§ **GIVEN ENTRIES**:

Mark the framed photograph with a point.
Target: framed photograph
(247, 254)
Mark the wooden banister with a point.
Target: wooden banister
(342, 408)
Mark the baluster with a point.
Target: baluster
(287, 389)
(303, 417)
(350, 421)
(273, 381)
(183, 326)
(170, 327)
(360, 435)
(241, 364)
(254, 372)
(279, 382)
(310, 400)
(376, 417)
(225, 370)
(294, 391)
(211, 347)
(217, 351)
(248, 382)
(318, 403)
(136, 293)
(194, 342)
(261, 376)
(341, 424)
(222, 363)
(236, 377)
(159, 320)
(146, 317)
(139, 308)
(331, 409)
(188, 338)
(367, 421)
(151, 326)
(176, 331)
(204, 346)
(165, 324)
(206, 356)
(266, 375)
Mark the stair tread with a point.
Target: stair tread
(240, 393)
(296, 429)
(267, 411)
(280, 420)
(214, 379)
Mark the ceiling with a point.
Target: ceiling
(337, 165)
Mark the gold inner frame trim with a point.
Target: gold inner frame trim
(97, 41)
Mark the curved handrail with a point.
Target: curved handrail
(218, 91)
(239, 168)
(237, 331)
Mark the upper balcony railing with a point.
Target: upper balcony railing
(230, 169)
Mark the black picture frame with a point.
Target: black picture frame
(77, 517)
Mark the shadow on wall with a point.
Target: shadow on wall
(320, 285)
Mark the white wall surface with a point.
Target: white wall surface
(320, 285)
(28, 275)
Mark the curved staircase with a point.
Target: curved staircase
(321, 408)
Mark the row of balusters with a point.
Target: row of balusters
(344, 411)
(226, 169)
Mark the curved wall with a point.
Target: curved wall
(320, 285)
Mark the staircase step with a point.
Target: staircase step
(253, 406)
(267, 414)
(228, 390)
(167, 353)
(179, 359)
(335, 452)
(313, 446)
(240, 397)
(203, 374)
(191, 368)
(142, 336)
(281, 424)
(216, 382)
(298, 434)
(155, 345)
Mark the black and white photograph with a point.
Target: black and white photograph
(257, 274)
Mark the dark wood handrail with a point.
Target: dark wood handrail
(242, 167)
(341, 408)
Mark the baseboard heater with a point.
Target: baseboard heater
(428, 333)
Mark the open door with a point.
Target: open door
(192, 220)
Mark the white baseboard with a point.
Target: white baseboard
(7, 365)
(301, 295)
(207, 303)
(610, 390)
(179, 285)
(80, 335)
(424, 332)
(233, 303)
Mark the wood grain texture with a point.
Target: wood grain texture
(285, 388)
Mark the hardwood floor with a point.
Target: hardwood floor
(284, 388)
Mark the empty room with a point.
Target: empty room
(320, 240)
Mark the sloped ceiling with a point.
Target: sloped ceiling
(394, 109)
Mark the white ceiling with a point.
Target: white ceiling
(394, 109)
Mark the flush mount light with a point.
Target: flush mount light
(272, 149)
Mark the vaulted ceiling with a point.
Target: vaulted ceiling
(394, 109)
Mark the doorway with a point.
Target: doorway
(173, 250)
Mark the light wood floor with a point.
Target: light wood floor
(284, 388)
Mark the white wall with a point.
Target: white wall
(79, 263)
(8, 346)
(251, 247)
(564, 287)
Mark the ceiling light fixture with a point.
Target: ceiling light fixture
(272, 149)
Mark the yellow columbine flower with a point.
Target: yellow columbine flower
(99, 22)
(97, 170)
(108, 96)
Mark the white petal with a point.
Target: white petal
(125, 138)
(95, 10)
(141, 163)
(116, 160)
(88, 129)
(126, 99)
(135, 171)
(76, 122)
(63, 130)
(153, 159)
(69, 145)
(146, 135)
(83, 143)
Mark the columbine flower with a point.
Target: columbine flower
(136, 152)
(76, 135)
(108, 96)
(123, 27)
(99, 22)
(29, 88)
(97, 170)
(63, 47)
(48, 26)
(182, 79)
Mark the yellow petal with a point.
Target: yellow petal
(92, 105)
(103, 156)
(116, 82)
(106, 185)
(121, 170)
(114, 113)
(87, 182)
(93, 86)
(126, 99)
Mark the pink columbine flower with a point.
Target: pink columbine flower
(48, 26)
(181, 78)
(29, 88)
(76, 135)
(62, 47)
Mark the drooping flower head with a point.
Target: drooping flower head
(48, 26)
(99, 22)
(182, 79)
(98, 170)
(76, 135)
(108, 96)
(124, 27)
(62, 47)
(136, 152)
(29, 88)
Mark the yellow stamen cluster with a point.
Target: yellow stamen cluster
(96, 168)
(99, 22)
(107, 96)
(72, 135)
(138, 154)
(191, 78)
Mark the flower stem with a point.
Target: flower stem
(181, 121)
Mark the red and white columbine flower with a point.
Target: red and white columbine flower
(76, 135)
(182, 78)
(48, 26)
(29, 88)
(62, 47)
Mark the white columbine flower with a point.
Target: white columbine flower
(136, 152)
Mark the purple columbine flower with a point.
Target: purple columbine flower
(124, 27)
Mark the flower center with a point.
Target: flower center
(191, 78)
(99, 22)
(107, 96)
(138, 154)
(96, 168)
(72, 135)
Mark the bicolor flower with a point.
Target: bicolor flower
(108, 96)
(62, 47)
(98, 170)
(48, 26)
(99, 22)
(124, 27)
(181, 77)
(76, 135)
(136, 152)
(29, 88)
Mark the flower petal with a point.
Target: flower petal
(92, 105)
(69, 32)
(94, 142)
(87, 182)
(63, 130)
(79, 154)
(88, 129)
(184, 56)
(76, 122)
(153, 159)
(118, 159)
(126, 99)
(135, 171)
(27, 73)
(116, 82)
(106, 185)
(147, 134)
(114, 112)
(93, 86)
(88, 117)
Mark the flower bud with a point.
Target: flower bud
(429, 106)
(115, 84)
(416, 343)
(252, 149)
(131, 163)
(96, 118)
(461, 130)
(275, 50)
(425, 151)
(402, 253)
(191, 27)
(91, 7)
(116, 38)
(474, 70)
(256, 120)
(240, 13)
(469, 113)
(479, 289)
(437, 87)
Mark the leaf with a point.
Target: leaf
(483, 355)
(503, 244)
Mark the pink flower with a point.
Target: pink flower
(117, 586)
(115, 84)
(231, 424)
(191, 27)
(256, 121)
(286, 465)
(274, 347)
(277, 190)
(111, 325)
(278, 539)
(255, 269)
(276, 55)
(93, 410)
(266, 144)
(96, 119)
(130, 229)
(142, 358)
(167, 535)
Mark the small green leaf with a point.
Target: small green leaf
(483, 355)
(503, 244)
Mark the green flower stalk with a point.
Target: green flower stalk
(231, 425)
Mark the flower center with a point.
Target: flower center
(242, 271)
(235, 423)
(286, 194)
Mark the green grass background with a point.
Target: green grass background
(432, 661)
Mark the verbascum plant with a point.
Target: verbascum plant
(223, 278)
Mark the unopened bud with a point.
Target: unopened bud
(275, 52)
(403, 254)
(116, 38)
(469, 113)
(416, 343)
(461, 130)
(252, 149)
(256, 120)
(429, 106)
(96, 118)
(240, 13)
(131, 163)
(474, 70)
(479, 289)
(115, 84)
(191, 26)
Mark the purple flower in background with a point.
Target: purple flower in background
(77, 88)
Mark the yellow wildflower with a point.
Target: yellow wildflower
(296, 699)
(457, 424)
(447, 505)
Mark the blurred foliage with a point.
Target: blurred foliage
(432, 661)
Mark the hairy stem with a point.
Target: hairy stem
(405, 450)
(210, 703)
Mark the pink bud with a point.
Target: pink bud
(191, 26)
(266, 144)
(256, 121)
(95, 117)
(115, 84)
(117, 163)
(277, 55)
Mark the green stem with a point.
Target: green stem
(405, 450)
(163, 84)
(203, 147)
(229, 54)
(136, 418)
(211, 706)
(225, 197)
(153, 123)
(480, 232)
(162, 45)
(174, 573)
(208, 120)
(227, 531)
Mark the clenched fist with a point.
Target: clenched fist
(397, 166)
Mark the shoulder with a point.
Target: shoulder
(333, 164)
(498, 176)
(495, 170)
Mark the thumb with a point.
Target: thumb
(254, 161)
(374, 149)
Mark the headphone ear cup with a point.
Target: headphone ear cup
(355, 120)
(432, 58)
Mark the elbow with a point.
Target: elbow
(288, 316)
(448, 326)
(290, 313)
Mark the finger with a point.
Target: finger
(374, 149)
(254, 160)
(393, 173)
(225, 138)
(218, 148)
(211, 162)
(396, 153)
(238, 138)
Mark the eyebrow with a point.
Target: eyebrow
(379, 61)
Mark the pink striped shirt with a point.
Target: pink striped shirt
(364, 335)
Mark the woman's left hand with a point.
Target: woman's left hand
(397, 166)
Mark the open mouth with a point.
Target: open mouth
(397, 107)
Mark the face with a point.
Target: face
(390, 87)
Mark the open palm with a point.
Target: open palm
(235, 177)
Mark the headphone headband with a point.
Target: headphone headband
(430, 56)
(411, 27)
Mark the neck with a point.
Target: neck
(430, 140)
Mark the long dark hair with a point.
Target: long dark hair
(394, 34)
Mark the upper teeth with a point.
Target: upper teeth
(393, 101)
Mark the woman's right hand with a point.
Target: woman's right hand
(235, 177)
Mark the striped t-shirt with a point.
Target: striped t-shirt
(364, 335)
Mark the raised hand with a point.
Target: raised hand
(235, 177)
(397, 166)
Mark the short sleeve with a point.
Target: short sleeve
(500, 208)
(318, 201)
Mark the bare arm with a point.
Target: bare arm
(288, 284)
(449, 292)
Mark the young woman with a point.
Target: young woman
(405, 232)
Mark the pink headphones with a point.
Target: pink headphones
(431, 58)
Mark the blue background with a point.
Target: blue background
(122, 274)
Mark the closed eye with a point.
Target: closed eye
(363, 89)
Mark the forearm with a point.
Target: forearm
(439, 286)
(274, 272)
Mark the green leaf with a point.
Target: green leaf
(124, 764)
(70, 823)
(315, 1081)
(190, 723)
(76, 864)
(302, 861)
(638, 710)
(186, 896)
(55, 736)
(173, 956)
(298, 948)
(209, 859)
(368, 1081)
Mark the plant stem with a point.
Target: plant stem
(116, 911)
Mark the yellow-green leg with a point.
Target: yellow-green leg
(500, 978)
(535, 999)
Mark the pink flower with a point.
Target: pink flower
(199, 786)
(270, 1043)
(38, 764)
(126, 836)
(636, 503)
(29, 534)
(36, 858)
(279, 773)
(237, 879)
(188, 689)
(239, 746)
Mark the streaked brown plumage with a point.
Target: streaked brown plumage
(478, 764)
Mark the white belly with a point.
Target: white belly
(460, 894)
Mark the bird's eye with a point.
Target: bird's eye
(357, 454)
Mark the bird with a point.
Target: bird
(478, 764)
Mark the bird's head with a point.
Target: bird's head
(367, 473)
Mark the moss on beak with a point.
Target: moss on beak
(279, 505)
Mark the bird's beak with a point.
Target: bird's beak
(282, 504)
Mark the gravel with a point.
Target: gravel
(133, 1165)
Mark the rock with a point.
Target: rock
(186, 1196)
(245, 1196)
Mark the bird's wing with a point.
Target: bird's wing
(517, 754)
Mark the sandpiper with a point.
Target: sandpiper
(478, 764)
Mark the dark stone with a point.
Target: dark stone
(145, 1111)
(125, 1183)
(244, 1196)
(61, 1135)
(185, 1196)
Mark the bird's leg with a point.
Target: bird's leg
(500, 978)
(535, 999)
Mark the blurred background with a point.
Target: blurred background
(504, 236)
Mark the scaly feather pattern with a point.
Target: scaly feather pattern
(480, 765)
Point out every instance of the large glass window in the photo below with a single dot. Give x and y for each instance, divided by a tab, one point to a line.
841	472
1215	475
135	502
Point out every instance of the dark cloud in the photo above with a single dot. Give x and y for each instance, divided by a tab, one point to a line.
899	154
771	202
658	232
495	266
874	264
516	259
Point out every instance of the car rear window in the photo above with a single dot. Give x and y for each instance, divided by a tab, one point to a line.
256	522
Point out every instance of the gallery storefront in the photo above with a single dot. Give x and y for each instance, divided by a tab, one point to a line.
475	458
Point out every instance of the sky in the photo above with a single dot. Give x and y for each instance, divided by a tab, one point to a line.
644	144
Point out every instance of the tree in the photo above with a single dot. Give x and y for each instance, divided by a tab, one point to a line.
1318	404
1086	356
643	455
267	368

§ **WHAT THE EXERCISE ASKS**:
Using only the entries above, output the line with "Target: moss on beak", the line with "Mark the bird's wing with a point.", and all lines between them, exactly as they stand.

§ **EXERCISE OUTPUT**:
Target: moss on beak
(279, 505)
Mark the bird's beak with a point.
Target: bird's beak
(282, 504)
Mark the gravel with a point.
Target: gravel
(133, 1165)
Mark the rock with a point.
Target: rock
(186, 1196)
(245, 1196)
Mark the bird's wing with a point.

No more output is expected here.